Document extract:
## Start

A return can accomplish something similar to the if/elif structure, which is why we have not really needed if/elif up until now. Suppose we are doing the vowel-swap algorithm, but in a function that processes a single char. This is our pick-off strategy, exiting the function once a solution is known.

def swap_ch(ch):
    """Vowel-swap on one char."""
    if ch == 'e':
        return 'a'
    if ch == 'a':
        return 'i'
    if ch == 'i':
        return 'e'
    return ch

Since the return exits the function, we get in effect the if/elif behavior. Once an if-test succeeds, the later ones are skipped.

However, the full-string vowel_swap() above cannot use return like this, as it needs to keep running the loop to do the other characters. We need to handle each char in the loop but without leaving the function, and for that, the if/elif is perfect.

Later Practice: str_adx()

## End

Stated goal A: According to the Python lesson, why can't the full-string vowel_swap() use return the way swap_ch does?
The records that follow are unrelated to the Python lesson.

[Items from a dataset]

## Start

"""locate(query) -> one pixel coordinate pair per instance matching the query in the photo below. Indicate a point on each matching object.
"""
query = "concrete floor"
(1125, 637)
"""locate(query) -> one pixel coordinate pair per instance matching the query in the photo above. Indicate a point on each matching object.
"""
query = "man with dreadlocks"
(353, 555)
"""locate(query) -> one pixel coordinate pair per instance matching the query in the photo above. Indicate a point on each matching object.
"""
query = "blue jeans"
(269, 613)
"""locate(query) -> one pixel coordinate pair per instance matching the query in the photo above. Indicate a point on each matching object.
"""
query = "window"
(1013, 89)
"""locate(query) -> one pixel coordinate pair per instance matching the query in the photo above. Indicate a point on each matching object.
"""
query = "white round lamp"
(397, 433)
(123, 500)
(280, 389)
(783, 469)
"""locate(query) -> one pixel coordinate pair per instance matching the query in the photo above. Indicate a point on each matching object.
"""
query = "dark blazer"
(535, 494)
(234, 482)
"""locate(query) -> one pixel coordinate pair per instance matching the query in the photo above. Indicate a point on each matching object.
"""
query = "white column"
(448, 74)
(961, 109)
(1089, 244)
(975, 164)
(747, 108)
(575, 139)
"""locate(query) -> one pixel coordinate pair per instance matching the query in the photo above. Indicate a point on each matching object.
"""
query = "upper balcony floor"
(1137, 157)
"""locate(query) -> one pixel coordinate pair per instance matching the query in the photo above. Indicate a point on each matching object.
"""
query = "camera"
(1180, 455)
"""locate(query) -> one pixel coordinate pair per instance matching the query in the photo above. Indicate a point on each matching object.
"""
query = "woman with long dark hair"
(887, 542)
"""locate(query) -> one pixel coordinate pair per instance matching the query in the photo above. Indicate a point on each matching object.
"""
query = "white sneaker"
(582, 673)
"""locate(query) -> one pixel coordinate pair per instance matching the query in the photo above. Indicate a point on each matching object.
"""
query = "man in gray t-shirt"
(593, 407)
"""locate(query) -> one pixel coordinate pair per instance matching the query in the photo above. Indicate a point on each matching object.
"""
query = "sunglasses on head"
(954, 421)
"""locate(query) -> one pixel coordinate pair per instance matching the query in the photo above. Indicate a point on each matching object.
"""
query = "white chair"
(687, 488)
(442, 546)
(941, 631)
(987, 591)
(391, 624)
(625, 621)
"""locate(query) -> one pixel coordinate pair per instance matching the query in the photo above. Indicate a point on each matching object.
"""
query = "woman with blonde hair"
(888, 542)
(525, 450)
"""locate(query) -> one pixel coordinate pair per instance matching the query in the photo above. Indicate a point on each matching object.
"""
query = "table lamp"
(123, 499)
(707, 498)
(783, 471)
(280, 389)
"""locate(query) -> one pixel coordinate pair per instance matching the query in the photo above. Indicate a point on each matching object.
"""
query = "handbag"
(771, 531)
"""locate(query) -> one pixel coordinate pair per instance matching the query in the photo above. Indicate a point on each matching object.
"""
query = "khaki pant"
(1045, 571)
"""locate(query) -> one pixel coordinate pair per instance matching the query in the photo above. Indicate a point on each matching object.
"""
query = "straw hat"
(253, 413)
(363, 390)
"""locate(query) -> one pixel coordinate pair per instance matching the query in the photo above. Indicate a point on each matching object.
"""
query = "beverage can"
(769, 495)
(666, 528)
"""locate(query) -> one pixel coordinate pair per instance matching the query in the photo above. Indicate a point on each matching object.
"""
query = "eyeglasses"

## End

Stated goal B: Report every line of the records that holds the word "with". Case counts.

Problem solution A: It needs to keep running the loop to handle the other characters.

Problem solution B:
query = "man with dreadlocks"
query = "woman with long dark hair"
query = "woman with blonde hair"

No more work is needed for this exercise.